**What you need to do**
Return the listing lines unchanged, everything from the line containing "An <instance> block" down to the line containing "box: [3, 104, 279, 206]", both included.

**Given data**
· · · · ·
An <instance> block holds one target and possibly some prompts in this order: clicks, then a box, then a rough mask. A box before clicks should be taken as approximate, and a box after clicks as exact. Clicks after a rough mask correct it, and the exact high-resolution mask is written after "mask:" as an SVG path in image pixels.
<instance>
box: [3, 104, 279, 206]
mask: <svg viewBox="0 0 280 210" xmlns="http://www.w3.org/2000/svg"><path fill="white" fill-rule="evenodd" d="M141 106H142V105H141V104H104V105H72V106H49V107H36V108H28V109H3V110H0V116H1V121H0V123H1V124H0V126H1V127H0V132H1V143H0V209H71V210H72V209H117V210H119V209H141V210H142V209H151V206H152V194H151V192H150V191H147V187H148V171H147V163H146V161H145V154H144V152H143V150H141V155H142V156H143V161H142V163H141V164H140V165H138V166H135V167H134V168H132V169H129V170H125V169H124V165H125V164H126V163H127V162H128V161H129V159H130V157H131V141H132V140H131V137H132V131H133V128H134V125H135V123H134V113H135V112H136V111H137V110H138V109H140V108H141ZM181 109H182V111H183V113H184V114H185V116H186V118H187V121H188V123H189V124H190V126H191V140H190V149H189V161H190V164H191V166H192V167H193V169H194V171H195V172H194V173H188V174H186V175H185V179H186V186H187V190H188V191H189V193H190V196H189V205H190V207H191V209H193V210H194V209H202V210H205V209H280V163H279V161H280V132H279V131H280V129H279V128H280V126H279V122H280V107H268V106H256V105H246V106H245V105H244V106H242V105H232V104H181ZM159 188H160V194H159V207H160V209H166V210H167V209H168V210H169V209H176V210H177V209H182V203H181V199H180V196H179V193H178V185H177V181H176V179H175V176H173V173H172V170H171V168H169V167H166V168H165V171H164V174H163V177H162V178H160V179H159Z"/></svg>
· · · · ·
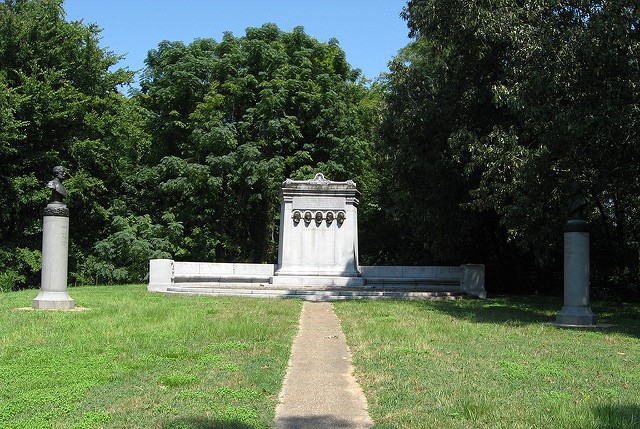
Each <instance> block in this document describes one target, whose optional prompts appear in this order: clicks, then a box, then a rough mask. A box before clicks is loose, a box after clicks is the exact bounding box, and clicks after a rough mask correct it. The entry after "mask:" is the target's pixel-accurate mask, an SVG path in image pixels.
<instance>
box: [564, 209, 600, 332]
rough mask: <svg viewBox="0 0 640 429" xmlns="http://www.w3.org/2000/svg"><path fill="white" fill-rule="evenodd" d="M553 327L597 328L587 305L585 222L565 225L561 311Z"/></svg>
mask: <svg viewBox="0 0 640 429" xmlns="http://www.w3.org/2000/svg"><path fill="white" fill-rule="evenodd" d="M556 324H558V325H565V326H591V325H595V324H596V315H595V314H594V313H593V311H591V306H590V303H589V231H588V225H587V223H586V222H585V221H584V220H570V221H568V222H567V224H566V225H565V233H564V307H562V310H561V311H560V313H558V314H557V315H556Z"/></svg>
· · · · ·
**Your response**
An <instance> block holds one target and possibly some prompts in this order: clicks, then a box, then a rough mask. A box before clicks should be taken as approximate, and a box after clicks as exact. Clicks after a rough mask correct it, and the exact high-resolution mask is written after "mask:" as an SVG path in image pixels.
<instance>
box: [3, 104, 279, 206]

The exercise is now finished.